— Instructions to follow —
From the material below, extract each line containing the string "blonde" and copy it unchanged.

— Supplied entries —
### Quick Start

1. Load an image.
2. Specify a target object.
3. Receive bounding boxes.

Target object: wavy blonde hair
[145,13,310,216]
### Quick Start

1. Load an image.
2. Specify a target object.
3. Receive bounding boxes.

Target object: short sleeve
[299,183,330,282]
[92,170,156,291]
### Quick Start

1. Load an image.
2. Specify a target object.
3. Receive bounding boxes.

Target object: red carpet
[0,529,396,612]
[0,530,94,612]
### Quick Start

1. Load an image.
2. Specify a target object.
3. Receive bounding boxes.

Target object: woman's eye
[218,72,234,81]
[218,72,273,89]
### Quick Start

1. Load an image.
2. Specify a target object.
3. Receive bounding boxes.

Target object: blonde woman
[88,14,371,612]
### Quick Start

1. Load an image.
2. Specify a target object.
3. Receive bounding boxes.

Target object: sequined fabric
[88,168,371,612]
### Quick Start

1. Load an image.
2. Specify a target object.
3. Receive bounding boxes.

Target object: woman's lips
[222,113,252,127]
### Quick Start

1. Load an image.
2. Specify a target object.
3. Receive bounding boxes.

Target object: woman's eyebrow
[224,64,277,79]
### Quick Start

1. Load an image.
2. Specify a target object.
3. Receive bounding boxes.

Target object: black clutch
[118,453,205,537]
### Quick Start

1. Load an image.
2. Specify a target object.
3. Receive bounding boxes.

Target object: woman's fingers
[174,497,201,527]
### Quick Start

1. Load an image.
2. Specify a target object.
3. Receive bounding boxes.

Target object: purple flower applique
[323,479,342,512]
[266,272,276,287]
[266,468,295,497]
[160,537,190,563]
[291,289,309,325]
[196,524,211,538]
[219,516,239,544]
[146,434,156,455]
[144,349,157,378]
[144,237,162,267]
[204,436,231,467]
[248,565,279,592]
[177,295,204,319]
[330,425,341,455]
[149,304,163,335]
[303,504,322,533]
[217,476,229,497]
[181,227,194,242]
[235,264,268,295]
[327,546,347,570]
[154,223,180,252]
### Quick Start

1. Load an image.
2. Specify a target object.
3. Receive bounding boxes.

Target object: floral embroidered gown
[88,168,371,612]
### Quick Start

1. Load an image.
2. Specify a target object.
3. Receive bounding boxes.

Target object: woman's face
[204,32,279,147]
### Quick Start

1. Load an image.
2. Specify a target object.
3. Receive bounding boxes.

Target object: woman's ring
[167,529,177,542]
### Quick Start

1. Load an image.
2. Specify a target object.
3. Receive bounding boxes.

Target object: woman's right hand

— Solution to the exercise —
Target object: wavy blonde hair
Target object: blonde woman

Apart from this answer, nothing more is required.